## Text excerpt
=======
Last night I re-watched Crash, and my wife watched it for the first time. She’s a smart cookie, and was catching on to some events before they happened, and would ask me if this or that was going to happen. Before I met her, most the moms I knew had difficulty or flat out didn’t want to see, any movie in which a child was a victim. My wife isn’t any different, and we’ve had to turn off a movie or two in the past.

Of course the character she liked most was the hard working and doting father, Daniel (played by Michael Pena), and she instantly connected with him on a parent level in the scene where he gives his daughter her “impenetrable cloak.” She put the pieces together fairly quickly, and began asking me if the store owner was going to hurt or kill him. I didn’t want to give it away, but I knew she’d be pissed at me if he was killed and I let her watch. So I told her the truth, that he isn’t hurt. Soon the store owner was robbed and found Daniels name on a receipt, and my wife stirred in her seat. As the lunatic owner sat outside Daniels home, she asked if something happened to his daughter. I said that she wouldn’t be killed. It was true, and I knew she’d be upset by the scene in which we are lead to believe she’s shot, but I didn’t want to dilute the scene.

Then it happened, that powerful moment where Lara leaps into her father’s arms to protect him just as the gun goes off. She gasped, and I quickly told her that the girl was okay. But it was too late. It didn’t matter that for two seconds she thought the girl had been shot, those two seconds was all it took. I may get in trouble here, but my wife cried. Probably a mixture of emotions; horrified, sad, pissed at me, confused and top of the list, imaging she and the Kyd in that situation.

I’m fairly certain that not telling her what was the come was the “right” thing to do, but it didn’t make it the easy thing to do. Crash, in my opinion, is an important movie, and I didn’t want to lessen the impact because those two seconds stay with you. The silent scream we see from Daniel is completely audible in our heads.

Earlier in the evening, I was watching another Don Cheadle movie, Talk to Me. I saw it last summer, and it’s a solid B, maybe B+ movie. But I was distracted by the voices in my head. I had an idea for a cast that in part I really would like to see assembled, and part of me wondered why it hadn’t happened yet. I want to see a movie with Denzel, Cheadle, Terrance Howard, Jeffrey Wright, Thadie Newton, and Halle Berry. Just give us a great script with great characters for a talented cast. Race doesn’t need to be a theme, and lets just skip the bio-pic, which seems to be the only time the masses will accept a largely black cast. Give us The Departed or a Saving Private Ryan. Throw a ton of money behind it, and put a world class director in the chair. Don’t market it with a soundtrack of the most popular rappers of the day. Score it as you’d score any great movie. No token white guy roles, unless it’s the right actor for the part.

It could be a monumental movie, and not a monumental “black” movie, only when that adjective is removed from the description. And there’s absolutely no reason this cast shouldn’t be assembled.
=======
## What the task asks
Copy word for word the passage of the post about watching Crash above, starting with "It could be" and going on through "shouldn’t be assembled.".

[Excerpt from a dataset]
=======
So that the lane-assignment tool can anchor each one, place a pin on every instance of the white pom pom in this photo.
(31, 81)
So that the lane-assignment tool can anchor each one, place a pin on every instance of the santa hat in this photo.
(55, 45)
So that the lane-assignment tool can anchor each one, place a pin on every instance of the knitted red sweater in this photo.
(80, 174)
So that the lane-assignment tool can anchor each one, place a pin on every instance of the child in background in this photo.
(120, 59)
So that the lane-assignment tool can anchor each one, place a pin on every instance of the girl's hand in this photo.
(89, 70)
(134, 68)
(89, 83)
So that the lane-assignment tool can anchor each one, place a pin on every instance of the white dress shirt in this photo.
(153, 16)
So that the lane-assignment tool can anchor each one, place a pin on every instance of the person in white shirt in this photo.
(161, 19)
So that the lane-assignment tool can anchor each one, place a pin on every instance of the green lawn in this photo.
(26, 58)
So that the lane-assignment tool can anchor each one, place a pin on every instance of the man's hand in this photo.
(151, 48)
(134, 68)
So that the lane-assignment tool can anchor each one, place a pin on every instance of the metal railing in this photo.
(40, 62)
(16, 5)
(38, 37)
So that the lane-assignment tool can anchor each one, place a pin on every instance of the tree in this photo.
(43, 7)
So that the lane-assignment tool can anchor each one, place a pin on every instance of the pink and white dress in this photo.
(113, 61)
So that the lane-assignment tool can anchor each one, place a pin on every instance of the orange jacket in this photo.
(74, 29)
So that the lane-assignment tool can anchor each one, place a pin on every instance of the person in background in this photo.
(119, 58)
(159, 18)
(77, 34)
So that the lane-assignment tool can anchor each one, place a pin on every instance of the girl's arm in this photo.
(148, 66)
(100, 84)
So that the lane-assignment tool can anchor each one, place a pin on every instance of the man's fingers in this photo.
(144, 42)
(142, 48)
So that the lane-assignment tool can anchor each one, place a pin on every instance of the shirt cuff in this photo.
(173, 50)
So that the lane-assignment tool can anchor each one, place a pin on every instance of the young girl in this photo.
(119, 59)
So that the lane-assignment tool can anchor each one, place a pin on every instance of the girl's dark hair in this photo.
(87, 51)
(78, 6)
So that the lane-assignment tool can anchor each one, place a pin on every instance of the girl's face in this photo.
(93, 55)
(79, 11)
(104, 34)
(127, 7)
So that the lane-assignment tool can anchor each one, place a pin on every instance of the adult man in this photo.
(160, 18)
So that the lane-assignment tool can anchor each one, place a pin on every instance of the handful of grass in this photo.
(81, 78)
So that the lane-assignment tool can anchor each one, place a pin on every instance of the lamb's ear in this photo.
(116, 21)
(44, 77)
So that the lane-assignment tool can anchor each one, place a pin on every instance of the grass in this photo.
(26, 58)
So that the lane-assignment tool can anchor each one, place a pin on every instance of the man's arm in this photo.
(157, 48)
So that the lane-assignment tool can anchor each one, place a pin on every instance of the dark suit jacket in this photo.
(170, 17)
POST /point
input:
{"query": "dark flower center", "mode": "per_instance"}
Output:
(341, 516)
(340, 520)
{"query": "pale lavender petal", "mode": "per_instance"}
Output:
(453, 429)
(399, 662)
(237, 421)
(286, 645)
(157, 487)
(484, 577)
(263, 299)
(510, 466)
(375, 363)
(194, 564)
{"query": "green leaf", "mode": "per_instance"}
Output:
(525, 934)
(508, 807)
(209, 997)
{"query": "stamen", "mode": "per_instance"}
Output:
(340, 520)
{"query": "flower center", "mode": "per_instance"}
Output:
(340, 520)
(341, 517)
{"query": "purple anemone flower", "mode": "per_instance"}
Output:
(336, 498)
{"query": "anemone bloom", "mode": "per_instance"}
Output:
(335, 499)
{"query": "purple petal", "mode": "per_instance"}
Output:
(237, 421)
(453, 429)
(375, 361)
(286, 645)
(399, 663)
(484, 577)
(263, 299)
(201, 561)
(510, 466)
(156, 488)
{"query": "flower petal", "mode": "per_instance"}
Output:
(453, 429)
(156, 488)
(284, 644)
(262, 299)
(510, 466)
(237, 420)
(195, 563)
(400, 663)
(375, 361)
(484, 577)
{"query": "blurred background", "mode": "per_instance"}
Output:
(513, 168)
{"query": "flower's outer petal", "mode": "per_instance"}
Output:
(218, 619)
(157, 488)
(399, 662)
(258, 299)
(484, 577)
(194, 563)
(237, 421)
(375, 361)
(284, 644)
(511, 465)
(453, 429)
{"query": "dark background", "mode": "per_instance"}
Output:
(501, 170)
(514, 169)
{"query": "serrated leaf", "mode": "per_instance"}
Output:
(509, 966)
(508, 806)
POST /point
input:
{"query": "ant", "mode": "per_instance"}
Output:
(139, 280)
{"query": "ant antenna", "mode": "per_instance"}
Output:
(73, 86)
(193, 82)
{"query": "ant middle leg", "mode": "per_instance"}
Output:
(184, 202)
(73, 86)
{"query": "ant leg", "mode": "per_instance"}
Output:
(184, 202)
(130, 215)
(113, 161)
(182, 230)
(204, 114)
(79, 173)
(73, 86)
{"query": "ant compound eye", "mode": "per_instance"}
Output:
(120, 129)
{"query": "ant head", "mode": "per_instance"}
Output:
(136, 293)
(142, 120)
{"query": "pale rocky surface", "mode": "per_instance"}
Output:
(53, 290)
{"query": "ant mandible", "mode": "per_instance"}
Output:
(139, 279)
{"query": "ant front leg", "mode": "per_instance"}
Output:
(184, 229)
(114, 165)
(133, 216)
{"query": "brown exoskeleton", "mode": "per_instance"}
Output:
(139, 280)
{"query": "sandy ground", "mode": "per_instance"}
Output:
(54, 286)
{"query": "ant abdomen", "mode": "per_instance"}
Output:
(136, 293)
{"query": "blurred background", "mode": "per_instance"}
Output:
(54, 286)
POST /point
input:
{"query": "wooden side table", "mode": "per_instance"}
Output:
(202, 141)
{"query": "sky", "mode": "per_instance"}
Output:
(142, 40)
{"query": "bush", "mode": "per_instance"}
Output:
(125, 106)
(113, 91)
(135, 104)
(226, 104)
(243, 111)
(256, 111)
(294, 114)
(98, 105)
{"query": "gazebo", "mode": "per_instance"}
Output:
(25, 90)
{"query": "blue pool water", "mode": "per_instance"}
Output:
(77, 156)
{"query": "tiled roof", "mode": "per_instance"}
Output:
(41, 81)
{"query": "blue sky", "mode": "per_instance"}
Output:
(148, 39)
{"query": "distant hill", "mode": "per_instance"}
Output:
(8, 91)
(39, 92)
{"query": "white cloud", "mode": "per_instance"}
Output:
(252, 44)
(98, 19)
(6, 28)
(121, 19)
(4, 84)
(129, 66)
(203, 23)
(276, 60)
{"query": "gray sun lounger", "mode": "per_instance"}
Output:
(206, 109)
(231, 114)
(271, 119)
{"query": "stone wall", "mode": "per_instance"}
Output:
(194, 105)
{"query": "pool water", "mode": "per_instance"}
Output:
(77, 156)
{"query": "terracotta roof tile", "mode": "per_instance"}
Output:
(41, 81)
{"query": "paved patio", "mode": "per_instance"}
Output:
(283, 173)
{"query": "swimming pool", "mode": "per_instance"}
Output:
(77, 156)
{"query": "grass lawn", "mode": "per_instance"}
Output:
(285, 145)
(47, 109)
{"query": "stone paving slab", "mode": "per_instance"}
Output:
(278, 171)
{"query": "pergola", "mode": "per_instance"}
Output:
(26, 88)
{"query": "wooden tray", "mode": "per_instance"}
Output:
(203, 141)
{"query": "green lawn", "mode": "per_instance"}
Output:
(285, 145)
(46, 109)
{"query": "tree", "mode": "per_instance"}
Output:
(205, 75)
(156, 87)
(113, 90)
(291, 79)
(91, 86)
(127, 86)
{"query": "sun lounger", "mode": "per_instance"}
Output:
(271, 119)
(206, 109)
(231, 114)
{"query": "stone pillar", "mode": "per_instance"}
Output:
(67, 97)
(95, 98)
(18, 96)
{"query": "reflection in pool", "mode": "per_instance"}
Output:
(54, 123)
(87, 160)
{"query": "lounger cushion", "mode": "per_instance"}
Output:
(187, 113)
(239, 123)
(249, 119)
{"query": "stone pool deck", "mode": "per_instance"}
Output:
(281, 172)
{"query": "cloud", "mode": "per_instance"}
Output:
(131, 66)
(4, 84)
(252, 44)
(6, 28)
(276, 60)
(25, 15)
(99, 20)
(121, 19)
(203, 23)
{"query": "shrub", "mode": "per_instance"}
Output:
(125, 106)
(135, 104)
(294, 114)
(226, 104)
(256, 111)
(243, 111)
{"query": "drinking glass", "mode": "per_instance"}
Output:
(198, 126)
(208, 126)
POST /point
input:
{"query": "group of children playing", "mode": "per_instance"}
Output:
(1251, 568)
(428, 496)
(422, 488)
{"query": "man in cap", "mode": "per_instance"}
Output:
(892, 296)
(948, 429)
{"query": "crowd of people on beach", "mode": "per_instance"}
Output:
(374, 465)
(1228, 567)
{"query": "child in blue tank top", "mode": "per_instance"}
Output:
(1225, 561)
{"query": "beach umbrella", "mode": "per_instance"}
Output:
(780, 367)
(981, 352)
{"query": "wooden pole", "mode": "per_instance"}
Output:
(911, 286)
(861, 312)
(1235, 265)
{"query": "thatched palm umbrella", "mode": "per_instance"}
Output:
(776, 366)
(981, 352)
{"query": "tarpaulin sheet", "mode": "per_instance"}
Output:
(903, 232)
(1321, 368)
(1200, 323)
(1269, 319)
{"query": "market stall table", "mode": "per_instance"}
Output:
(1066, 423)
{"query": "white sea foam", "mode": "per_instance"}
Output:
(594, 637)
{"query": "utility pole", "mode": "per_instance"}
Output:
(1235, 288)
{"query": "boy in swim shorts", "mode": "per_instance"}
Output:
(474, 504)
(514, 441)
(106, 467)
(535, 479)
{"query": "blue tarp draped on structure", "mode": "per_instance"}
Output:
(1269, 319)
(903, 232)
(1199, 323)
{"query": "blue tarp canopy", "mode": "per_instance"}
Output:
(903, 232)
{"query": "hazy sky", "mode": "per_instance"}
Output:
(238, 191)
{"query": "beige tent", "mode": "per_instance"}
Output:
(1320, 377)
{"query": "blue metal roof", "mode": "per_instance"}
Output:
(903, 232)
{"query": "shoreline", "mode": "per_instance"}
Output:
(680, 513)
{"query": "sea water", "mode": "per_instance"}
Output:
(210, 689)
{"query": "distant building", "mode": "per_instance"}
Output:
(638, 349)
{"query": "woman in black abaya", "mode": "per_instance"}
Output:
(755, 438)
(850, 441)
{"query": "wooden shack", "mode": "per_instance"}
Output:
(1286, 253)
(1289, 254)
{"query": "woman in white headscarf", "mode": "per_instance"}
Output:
=======
## Written answer
It could be a monumental movie, and not a monumental “black” movie, only when that adjective is removed from the description. And there’s absolutely no reason this cast shouldn’t be assembled.